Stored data
>>>>>

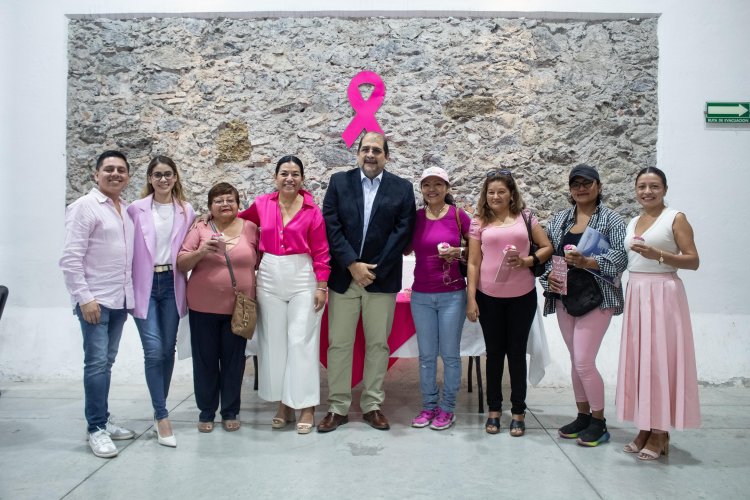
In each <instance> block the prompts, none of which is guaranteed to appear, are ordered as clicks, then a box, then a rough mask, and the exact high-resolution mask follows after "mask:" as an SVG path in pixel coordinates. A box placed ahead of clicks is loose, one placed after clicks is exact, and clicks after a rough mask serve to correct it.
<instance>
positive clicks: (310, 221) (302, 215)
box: [239, 189, 331, 281]
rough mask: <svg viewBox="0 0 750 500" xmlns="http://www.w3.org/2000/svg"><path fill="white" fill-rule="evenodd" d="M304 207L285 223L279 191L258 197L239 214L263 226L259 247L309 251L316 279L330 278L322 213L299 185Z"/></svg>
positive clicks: (278, 249)
mask: <svg viewBox="0 0 750 500" xmlns="http://www.w3.org/2000/svg"><path fill="white" fill-rule="evenodd" d="M299 192H300V194H302V197H303V201H302V208H301V209H300V210H299V212H297V213H296V214H295V215H294V217H292V219H291V220H290V221H289V222H287V224H286V226H284V224H283V219H282V215H281V209H280V208H279V192H278V191H276V192H275V193H271V194H264V195H261V196H258V197H257V198H255V201H254V202H253V204H252V205H250V207H249V208H248V209H247V210H243V211H242V212H240V214H239V217H241V218H243V219H246V220H249V221H252V222H254V223H255V224H256V225H258V227H260V246H259V248H260V251H261V252H268V253H270V254H273V255H297V254H304V253H306V254H309V255H310V256H311V257H312V261H313V271H314V272H315V279H316V280H317V281H328V275H329V274H331V266H330V265H329V260H330V258H331V256H330V254H329V253H328V239H327V237H326V227H325V222H324V221H323V214H322V213H321V212H320V209H319V208H318V206H317V205H316V204H315V200H314V199H313V197H312V195H311V194H310V193H309V192H307V191H305V190H304V189H300V191H299Z"/></svg>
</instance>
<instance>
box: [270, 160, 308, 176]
mask: <svg viewBox="0 0 750 500" xmlns="http://www.w3.org/2000/svg"><path fill="white" fill-rule="evenodd" d="M289 162H292V163H294V164H295V165H297V166H298V167H299V173H300V175H301V176H302V177H304V176H305V167H304V166H303V165H302V160H300V159H299V158H297V157H296V156H294V155H286V156H282V157H281V158H280V159H279V161H277V162H276V171H275V172H274V175H279V169H280V168H281V166H282V165H283V164H284V163H289Z"/></svg>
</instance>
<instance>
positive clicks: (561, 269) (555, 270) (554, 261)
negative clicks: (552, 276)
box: [550, 255, 568, 295]
mask: <svg viewBox="0 0 750 500" xmlns="http://www.w3.org/2000/svg"><path fill="white" fill-rule="evenodd" d="M550 276H554V277H555V278H557V279H558V280H559V281H562V283H563V287H562V290H561V291H560V295H567V294H568V264H567V262H565V257H563V256H562V255H553V256H552V272H550Z"/></svg>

<<<<<

About this exercise
Report each line of the records above that contains the string "clicks", copying every such line in full. Case counts.

Result for this exercise
In each <instance> block the prompts, none of which is guaranteed to appear, are ordered as clicks, then a box, then a rough mask, and the exact high-resolution mask follows after "mask:" as an SVG path in pixel coordinates. A box placed ahead of clicks is loose, one placed after clicks is exact, and clicks after a rough mask serve to correct it.
positive clicks: (310, 221) (302, 215)
positive clicks: (278, 249)
positive clicks: (561, 269) (555, 270) (554, 261)
negative clicks: (552, 276)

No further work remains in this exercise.